4) Request Hardening​

  • max request body/header limits
  • request timeout boundaries
  • built-in rate limiting and global concurrency guards
  • request coalescing + circuit breaker to reduce backend cascade risk

5) Transport Security​

  • frontend TLS and optional mTLS support
  • backend TLS controls for VictoriaLogs/OTLP exporters
  • controlled forwarding of auth headers/cookies to backend
  • optional peer-cache shared-token protection via -peer-auth-token

mTLS / client certificate flags:

FlagDefaultDescription
-tls-require-client-certfalseRequire client TLS certificate (mTLS)
-tls-client-ca-file—CA certificate for validating client certs

CI Security Lanes​

The repository now treats security validation as its own layered test surface instead of burying it inside generic CI.

Fast PR Blockers​

Defined in .github/workflows/security-pr.yaml.

  • gitleaks for secret detection in the repository
  • gosec for Go-focused SAST on the proxy and related packages
  • Trivy filesystem scanning for vulnerabilities, misconfigurations, and secrets
  • actionlint for GitHub Actions workflow validation
  • hadolint for Dockerfile hygiene and hardening
  • OpenSSF Scorecard for repository and supply-chain posture

This lane is supposed to fail quickly on issues that should never merge.

Runtime PR Security​

Also defined in .github/workflows/security-pr.yaml.

  • custom Go security regressions from scripts/ci/run_security_regressions.sh
  • OWASP ZAP baseline scan from scripts/ci/run_zap_scan.sh baseline

This lane validates the running stack rather than just the source tree. It is intentionally pointed at a short allowlist in security/zap/targets.txt so the baseline scan exercises the real user and admin/debug surface without wandering into unrelated compose internals.

Heavy Scheduled Security​

Defined in .github/workflows/security-heavy.yaml.

Task set:
1. Answer these questions from the security section:
(a) Which flag enables optional peer-cache shared-token protection?
(b) In which file are the Fast PR Blockers defined?
(c) Which tool is listed for Dockerfile hygiene and hardening?
2. Rewrite the security section from "-tls-client-ca-file—CA certificate for" up to and including "inside generic CI.", changing "layered" to "tiered".
The rows come from a separate source and are unrelated to the security section.

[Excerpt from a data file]
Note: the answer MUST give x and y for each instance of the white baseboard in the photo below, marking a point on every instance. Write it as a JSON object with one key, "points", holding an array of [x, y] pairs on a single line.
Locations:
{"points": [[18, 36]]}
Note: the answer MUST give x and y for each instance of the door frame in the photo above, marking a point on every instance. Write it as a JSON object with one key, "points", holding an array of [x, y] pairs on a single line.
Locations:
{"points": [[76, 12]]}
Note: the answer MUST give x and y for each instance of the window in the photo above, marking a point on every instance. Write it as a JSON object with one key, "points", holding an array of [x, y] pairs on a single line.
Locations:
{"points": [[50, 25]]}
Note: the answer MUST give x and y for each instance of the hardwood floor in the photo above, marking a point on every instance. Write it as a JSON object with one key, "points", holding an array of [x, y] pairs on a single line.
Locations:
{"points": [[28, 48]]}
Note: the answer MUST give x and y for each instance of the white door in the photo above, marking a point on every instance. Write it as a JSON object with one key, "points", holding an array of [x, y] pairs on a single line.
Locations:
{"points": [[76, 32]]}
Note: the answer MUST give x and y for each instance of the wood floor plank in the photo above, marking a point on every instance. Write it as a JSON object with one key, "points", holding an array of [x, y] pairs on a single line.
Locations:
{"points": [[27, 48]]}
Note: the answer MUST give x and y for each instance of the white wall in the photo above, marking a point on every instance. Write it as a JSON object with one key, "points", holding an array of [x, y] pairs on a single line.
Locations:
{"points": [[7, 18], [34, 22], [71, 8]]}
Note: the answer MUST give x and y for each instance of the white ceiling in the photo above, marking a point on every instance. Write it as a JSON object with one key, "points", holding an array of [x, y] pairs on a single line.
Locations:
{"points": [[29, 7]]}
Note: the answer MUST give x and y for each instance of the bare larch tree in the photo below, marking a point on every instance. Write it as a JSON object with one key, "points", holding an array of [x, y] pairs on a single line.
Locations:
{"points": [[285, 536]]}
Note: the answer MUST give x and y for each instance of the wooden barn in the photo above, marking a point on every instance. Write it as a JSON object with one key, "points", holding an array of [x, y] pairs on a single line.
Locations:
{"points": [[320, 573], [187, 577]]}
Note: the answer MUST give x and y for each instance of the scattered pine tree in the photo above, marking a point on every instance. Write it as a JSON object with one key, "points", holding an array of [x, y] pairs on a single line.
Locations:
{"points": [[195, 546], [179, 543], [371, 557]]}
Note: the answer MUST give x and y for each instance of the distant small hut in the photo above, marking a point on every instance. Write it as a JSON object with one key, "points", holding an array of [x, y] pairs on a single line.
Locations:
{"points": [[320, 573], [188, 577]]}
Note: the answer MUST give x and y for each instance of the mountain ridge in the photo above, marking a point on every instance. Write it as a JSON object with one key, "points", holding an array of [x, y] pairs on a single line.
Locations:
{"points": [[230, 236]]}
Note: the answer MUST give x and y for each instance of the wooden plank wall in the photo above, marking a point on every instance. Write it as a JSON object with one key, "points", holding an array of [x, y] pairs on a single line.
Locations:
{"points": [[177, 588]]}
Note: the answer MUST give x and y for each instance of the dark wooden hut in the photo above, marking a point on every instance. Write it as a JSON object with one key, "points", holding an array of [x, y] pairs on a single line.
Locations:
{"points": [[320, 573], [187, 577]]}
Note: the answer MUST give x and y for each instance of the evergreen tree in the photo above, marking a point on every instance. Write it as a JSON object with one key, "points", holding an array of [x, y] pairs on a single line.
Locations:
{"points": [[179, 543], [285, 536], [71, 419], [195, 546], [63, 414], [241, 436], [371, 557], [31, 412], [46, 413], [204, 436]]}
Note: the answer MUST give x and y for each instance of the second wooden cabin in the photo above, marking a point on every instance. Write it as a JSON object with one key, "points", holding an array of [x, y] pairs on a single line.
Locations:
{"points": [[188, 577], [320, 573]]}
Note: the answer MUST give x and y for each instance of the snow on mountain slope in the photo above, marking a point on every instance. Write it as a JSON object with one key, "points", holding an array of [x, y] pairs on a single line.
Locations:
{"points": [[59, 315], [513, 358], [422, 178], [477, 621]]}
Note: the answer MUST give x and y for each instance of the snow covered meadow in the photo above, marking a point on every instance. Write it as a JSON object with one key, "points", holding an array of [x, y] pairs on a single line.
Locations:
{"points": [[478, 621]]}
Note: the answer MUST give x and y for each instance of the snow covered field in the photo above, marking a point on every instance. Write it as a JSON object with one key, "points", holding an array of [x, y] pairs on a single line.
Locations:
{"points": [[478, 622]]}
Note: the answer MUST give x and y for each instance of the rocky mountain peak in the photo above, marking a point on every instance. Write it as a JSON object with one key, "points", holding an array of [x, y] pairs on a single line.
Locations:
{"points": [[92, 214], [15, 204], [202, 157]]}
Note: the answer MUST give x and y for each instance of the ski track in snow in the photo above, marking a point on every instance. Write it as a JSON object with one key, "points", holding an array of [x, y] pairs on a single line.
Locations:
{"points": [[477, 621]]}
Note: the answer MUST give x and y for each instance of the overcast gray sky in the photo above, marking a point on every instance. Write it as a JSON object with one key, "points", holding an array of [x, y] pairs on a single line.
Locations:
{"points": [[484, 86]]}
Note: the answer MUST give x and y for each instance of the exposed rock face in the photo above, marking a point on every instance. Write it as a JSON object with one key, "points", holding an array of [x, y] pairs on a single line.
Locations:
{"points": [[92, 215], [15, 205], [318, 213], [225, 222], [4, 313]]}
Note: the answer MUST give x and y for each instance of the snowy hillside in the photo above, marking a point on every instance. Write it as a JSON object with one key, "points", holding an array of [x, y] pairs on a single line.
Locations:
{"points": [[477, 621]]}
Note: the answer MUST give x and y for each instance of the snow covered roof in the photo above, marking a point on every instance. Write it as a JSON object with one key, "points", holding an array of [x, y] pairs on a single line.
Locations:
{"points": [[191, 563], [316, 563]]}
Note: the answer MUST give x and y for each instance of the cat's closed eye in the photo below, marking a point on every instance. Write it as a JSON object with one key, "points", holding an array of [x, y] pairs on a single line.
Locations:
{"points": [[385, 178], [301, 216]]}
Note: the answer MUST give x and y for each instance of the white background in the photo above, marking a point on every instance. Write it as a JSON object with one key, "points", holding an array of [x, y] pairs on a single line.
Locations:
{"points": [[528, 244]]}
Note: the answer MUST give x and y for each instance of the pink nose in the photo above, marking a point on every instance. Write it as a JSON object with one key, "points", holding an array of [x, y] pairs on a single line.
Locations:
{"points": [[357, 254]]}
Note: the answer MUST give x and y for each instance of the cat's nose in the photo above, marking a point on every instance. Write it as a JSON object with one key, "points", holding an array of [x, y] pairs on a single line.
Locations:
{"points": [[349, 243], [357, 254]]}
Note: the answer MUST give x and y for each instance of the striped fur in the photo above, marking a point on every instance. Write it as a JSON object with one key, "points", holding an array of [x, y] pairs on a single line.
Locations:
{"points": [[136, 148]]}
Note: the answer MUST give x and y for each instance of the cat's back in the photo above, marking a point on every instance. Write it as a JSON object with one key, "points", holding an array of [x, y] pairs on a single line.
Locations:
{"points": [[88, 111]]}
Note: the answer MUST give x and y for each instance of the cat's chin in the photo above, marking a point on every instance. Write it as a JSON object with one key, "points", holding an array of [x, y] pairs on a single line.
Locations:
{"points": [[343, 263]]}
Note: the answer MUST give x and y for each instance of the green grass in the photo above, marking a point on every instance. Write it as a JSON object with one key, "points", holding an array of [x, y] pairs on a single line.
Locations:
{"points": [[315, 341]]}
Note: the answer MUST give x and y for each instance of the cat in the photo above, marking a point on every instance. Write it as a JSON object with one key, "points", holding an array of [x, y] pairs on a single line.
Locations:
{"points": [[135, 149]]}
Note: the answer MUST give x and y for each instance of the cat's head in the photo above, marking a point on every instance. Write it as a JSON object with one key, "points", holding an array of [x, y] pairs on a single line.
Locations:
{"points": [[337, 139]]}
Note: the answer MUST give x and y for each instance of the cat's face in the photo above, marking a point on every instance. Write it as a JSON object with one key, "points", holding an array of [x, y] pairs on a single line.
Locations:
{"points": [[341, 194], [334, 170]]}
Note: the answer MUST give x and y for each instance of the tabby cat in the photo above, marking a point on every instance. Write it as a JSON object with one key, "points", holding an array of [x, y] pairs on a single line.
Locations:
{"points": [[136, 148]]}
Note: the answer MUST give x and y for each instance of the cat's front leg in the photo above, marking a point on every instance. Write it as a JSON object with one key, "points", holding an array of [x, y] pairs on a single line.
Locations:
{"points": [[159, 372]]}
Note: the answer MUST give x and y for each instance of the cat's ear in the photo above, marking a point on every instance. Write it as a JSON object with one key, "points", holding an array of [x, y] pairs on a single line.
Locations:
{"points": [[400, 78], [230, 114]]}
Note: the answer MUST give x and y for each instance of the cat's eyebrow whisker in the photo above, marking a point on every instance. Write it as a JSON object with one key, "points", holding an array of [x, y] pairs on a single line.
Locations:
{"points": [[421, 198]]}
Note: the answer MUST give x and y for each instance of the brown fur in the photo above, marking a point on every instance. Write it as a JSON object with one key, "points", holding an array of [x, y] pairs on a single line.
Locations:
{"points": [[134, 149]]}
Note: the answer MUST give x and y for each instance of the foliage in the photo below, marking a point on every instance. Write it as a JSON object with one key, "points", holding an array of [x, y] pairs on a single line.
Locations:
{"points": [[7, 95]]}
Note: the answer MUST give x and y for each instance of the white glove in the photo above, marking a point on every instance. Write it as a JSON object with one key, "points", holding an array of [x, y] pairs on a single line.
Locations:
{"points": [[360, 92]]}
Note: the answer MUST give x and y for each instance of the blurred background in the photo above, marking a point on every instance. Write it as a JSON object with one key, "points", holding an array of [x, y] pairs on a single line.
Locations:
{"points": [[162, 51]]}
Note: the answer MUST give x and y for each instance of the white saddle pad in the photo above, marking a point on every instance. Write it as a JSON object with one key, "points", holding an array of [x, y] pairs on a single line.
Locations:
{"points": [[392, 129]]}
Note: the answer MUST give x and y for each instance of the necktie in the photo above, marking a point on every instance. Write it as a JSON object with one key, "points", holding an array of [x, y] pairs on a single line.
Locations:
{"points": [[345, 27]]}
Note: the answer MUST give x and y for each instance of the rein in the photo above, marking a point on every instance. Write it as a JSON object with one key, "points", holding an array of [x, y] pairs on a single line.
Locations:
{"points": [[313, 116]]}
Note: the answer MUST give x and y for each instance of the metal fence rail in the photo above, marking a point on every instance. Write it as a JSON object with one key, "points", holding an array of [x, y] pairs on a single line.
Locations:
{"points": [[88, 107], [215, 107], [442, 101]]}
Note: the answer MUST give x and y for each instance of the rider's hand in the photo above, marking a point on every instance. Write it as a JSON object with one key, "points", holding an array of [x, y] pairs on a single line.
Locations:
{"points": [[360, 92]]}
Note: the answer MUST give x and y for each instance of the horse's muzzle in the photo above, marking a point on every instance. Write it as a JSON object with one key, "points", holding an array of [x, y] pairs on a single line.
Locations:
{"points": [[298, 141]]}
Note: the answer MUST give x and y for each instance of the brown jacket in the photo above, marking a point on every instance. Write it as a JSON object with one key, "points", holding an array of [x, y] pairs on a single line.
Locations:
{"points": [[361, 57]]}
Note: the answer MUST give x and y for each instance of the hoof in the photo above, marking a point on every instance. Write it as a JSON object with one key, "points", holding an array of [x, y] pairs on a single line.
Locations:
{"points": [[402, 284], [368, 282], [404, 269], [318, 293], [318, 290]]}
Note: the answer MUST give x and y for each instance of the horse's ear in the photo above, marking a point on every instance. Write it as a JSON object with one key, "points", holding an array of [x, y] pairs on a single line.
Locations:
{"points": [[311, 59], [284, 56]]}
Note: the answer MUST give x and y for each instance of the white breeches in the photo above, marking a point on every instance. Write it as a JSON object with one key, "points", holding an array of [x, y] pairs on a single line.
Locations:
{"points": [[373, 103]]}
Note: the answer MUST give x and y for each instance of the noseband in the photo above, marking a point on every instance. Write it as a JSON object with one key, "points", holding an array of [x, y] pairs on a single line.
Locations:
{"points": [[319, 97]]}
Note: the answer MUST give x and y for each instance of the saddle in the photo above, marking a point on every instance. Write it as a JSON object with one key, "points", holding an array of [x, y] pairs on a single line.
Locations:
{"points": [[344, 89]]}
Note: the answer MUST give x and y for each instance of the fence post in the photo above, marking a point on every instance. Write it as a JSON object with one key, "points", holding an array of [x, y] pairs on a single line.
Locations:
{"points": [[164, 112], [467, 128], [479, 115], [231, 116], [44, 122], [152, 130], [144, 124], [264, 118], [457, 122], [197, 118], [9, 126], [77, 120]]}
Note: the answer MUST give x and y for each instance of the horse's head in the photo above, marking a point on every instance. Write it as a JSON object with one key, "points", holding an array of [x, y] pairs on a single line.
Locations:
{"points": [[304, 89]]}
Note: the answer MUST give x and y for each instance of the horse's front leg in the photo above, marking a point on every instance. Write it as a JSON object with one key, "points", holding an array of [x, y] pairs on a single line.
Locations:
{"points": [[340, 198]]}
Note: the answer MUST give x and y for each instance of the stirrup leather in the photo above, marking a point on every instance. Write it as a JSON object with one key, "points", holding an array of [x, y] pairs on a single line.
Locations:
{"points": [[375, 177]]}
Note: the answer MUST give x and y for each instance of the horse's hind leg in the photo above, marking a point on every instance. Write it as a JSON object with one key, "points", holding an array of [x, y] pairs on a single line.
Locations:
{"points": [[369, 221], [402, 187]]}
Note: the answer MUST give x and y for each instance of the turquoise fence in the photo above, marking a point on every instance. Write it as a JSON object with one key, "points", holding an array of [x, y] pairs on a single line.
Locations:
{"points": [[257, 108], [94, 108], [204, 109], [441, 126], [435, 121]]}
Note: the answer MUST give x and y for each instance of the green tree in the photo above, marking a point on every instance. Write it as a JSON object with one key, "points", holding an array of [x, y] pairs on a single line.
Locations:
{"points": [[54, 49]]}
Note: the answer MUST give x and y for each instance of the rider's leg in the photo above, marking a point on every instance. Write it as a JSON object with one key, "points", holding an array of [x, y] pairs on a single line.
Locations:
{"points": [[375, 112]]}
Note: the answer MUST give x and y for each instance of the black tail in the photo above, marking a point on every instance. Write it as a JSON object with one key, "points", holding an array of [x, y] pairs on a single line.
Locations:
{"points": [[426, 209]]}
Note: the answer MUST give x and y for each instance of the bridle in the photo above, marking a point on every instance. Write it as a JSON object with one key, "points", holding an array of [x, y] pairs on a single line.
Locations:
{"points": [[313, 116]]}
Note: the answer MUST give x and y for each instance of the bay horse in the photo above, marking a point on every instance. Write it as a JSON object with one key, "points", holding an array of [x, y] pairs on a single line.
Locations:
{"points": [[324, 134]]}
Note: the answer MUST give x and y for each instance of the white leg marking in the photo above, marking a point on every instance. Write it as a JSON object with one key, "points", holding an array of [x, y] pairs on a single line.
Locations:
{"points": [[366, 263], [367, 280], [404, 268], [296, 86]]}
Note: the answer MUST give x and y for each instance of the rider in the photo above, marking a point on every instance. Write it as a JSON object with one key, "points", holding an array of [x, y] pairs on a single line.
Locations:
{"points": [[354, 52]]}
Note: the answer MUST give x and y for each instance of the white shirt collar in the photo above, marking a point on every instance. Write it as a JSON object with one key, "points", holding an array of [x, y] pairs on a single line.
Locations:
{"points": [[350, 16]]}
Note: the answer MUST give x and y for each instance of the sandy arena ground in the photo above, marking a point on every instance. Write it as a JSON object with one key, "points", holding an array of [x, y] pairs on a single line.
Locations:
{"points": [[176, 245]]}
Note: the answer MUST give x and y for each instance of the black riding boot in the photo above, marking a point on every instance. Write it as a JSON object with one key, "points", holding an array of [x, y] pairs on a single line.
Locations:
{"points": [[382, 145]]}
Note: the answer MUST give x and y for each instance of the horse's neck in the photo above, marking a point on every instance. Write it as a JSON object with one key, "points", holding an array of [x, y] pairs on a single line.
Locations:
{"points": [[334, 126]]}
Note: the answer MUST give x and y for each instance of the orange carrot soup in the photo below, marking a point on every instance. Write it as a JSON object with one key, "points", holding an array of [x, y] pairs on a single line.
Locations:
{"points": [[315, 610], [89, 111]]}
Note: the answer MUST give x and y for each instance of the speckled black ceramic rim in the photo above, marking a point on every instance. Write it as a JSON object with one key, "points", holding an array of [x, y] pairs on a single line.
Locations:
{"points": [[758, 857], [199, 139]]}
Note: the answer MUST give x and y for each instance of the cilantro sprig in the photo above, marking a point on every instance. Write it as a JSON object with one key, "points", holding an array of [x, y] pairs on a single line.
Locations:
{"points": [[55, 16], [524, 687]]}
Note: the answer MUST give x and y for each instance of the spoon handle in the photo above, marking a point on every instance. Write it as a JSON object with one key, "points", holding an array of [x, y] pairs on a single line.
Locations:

Responses to the exercise:
1.
(a) -peer-auth-token
(b) .github/workflows/security-pr.yaml
(c) hadolint

2.
-tls-client-ca-file—CA certificate for validating client certs

CI Security Lanes​

The repository now treats security validation as its own tiered test surface instead of burying it inside generic CI.